[Written instruction 1] Do these statements agree with the finetuning post? Answer yes or no for each and quote the words from the post that decide it. (a) The poster has been reading instructions on finetuning the paddleocr-VL model. (b) The poster's example is a multi-page pdf. (c) The poster asks whether the paddleocr-VL model can be trained from scratch using ERNIE.
[Written instruction 2] Carry the finetuning post on from where it stops.

ERNIE paddleocr-vl finetuning dataset format

Hi, I've been reading the instructions on how to finetune the paddleocr-VL model and I have some questions regarding how to prepare the finetuning dataset: https://github.com/PaddlePaddle/ERNIE/blob/release/v1.4/docs/paddleocr_vl_sft.md

Let's say I have a single page pdf image with some text, table, and images (see above). How should I generate the finetuning data in this case? Do I have to separate all text, tables, and images and create a finetuning dataset for each task?
is it possible to train the paddleocr-VL model from scratch using ERNIE?
Assume that my finetuning dataset only contains 1 task (say Table Recognition), how do you think this will impact the overall model performance?

Thank you so much!

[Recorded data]
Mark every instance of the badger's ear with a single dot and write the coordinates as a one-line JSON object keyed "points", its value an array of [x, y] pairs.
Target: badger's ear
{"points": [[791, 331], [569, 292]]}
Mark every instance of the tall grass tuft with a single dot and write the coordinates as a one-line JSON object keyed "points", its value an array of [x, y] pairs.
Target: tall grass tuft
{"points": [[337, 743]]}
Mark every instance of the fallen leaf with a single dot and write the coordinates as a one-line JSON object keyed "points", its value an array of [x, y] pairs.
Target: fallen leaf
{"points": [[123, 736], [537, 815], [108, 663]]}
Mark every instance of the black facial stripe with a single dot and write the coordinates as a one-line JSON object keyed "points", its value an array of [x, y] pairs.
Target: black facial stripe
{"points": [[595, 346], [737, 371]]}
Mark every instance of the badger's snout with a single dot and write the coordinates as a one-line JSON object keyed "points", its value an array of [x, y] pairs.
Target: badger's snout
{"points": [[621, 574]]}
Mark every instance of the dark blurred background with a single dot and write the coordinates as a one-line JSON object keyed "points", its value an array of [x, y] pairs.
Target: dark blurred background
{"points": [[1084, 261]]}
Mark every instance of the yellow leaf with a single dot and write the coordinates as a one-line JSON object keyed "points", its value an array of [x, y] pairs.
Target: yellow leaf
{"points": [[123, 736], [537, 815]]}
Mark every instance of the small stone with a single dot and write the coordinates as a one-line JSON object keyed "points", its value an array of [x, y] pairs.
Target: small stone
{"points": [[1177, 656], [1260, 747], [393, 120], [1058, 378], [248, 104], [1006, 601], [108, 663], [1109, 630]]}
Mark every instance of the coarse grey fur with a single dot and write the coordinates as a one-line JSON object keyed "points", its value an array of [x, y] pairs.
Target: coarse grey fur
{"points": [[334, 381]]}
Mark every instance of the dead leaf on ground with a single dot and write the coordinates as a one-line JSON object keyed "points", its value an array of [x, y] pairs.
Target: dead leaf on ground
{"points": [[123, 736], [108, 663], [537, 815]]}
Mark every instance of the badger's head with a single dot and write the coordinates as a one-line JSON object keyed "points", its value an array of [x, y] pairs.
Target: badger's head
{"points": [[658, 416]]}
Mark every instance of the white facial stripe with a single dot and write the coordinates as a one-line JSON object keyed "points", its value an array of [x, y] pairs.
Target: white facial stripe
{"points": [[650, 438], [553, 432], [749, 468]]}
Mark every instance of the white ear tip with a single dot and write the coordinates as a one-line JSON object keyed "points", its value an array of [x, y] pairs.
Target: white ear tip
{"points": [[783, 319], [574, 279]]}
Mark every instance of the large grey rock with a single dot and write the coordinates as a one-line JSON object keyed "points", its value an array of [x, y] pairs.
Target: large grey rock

[Reply 1]
(a) Yes: "I've been reading the instructions on how to finetune the paddleocr-VL model"
(b) No: "a single page pdf image"
(c) Yes: "is it possible to train the paddleocr-VL model from scratch using ERNIE?"

[Reply 2]
Nov 08 '25 06:11 Theophylline

@Theophylline , Based on my experience, you shoulde get the crops of images(based on bboxes and labels) from a layout model , like PP-DocLayoutV2 here : https://github.com/PaddlePaddle/PaddleX/blob/release/3.3/paddlex/configs/pipelines/PaddleOCR-VL.yaml . If you use the official vllm docker , it is easy to get the instance to access. BR

Nov 09 '25 01:11 jerrywind

You can use a layout detection model to crop out individual elements. As mentioned above, you can use the PP-DocLayoutV2 model for this purpose. Then, you can annotate each area separately. Alternatively, you can directly use PaddleOCR-VL, save the results in a JSON file to obtain the coordinates and recognition results of sub-areas, crop them out, and then adjust the labels based on the recognition results.
You can set from_scratch=1.
Yes, if you fine-tune only one specific task, theoretically, the model might experience some forgetting, leading to a decrease in accuracy for other tasks.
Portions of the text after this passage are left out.